_THE PROBLEM:_
Rewrite the entries from the line that contains "bare soil, a" through the line that contains "[[378, 101]]", both lines included, and keep every request unchanged. In the answers, rescale each coordinate by multiplying it by 2.05, then round it to a whole number with halves rounded up.

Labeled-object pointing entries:

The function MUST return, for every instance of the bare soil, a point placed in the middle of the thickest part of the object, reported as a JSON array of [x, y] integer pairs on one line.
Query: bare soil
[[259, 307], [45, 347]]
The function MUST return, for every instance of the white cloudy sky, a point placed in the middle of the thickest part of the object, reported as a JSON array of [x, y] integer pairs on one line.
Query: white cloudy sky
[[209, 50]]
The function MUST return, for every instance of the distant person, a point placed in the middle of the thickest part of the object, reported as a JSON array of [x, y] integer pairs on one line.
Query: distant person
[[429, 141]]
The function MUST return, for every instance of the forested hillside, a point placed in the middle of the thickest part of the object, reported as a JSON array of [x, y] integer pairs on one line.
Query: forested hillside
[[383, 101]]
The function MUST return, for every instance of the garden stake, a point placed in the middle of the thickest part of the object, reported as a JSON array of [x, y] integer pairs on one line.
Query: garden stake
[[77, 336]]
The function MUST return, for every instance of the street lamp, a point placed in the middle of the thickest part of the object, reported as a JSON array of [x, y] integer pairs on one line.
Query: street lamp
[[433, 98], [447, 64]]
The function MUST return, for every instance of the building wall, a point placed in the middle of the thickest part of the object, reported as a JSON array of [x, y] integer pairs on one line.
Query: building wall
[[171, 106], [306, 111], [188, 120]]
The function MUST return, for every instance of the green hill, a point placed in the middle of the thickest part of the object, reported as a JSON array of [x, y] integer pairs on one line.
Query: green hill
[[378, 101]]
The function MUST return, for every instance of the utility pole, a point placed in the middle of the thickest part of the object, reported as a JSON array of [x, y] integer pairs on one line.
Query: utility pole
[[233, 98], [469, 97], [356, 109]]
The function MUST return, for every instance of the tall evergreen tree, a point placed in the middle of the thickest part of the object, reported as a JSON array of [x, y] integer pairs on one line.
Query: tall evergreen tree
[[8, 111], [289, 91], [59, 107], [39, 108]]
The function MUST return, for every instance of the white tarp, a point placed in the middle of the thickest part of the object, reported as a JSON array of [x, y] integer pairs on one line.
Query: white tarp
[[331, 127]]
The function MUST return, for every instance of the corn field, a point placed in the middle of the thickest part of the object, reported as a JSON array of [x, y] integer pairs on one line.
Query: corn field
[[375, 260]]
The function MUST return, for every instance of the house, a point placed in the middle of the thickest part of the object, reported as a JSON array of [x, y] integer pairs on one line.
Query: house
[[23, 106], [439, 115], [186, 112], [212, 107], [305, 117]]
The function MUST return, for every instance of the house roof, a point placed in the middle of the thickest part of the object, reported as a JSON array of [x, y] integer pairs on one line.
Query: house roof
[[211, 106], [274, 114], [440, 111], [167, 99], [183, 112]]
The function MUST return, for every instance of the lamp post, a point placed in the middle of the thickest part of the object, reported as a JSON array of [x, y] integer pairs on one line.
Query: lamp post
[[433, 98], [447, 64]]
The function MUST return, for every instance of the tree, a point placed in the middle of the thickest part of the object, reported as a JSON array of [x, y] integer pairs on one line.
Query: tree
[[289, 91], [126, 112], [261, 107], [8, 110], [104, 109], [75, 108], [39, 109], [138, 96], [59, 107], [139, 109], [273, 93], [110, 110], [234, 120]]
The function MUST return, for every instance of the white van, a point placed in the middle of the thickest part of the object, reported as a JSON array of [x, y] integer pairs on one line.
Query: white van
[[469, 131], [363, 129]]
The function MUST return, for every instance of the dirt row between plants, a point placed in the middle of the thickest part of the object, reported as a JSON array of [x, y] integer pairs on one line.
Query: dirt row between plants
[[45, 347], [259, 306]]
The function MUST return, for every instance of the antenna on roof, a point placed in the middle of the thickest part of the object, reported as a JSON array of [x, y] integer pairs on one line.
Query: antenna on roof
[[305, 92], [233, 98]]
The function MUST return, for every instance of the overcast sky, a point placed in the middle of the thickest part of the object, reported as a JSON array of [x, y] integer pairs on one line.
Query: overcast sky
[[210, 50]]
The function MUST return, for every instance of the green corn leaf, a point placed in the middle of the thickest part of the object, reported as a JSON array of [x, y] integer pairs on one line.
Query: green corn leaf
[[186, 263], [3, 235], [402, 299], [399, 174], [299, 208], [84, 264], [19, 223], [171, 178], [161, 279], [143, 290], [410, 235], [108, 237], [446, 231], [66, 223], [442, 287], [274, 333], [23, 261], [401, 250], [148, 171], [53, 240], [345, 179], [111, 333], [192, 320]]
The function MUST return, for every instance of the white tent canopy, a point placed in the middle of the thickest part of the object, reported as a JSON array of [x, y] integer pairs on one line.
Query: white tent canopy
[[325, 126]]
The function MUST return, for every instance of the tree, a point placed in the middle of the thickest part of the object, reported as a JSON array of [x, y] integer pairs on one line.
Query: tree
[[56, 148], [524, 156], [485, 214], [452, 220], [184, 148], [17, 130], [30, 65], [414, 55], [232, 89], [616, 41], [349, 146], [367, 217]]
...
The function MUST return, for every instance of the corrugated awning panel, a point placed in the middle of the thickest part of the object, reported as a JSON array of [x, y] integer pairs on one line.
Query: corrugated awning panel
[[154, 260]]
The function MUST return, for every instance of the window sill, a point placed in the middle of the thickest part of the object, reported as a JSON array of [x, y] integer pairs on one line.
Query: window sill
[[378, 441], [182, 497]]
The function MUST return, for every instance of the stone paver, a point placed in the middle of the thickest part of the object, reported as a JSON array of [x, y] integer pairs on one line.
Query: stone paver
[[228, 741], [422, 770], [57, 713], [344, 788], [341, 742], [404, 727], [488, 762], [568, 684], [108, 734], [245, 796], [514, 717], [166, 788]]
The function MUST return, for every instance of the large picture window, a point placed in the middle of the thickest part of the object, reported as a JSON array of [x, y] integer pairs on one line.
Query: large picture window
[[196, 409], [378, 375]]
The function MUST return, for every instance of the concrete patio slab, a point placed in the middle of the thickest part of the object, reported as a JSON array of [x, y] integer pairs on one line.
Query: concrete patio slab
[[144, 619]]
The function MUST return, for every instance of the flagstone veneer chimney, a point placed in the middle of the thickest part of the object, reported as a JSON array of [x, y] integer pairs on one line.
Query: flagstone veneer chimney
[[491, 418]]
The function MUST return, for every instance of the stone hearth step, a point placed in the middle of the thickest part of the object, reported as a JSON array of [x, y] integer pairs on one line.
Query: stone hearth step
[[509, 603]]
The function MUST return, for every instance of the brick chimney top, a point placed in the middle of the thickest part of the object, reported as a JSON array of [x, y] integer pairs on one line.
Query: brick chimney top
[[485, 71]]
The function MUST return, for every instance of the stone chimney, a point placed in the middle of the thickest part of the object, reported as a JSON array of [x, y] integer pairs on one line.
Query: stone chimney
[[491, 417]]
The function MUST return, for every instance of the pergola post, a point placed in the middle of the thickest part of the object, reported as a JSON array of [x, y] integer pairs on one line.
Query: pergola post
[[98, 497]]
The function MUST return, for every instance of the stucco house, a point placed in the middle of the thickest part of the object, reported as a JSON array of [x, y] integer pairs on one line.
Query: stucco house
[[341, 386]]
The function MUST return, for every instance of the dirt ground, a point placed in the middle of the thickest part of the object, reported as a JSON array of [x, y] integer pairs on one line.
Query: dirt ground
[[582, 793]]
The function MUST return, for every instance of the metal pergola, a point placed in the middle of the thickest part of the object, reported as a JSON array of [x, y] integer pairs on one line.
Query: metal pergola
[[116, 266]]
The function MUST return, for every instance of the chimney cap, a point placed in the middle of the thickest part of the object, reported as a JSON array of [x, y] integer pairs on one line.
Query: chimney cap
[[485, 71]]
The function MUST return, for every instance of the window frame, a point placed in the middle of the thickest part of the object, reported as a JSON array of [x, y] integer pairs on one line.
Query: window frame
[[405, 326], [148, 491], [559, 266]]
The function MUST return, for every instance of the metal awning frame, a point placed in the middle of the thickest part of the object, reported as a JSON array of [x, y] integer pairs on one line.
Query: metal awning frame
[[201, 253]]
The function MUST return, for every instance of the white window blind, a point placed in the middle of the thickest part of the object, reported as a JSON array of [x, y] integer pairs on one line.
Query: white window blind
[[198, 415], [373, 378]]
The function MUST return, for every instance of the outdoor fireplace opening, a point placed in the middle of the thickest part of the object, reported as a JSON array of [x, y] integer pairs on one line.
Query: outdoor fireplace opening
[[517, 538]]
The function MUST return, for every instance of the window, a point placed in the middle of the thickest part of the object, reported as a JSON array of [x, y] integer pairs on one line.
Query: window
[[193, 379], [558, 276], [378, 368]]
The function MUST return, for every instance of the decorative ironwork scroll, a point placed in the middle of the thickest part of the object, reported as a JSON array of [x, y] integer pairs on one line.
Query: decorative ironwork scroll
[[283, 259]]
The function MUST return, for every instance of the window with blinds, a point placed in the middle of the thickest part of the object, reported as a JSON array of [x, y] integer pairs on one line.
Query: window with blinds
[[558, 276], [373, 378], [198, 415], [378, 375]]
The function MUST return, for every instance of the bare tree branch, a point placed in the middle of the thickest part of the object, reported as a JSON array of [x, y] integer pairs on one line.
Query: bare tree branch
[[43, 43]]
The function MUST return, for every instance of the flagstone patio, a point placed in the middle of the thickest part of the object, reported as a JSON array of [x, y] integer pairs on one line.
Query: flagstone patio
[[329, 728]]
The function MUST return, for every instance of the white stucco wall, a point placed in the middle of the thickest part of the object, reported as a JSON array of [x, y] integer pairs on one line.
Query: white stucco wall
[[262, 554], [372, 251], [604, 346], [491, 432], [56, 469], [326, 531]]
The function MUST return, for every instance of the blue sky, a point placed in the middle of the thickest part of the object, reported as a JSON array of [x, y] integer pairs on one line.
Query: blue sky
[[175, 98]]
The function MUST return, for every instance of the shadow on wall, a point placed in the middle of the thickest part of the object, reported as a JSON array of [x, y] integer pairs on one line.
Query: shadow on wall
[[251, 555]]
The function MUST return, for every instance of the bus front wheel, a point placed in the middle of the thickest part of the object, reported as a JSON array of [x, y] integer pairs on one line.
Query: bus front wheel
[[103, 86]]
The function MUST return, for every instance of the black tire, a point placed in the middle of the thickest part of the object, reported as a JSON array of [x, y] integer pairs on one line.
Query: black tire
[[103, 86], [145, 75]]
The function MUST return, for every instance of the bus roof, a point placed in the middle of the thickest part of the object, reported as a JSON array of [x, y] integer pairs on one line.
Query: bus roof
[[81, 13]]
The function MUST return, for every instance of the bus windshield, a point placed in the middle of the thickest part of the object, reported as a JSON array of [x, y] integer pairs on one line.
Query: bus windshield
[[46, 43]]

_WRITTEN REPLY:_
The function MUST return, for every instance of the bare soil, a point placed in the middle of the thickest part of the object, reported as a JSON array of [x, y] integer pairs on one line.
Query: bare soil
[[531, 629], [92, 711]]
The function MUST return, for every instance of the white cloudy sky, a point placed in the middle of the thickest part of the object, reported as a JSON array of [x, y] integer pairs on one line.
Query: white cloudy sky
[[428, 103]]
The function MUST return, for every instance of the distant person, a point placed in the middle of the thickest part of the object, reported as a JSON array of [x, y] integer pairs on one line.
Query: distant person
[[879, 289]]
The function MUST return, for every instance of the forested hillside, a point placed in the middle of the thickest part of the object, reported as a JSON array of [x, y] integer pairs on one line.
Query: forested hillside
[[785, 207]]
The function MUST return, for every instance of the garden stake, a point placed in the middle of the thickest part of the object, reported as a JSON array of [x, y] integer pairs on one line.
Query: garden stake
[[158, 689]]
The function MUST return, for every instance of the street lamp, a point placed in the middle of the thickest part of the object, reported as a JSON array of [x, y] integer pairs on one line.
Query: street lamp
[[888, 201], [916, 131]]
The function MUST return, for every instance of the building wall, a point placed in the middle of the thickest part of the object, reported as a JSON array of [x, y] integer pairs on one line.
Query: building wall
[[351, 217], [627, 228], [385, 246]]
The function MUST return, for every instance of the green hill, a point placed in the middle of the thickest part of the object, reported as a JSON array of [x, y] integer pairs on one line.
Query: green hill
[[775, 207]]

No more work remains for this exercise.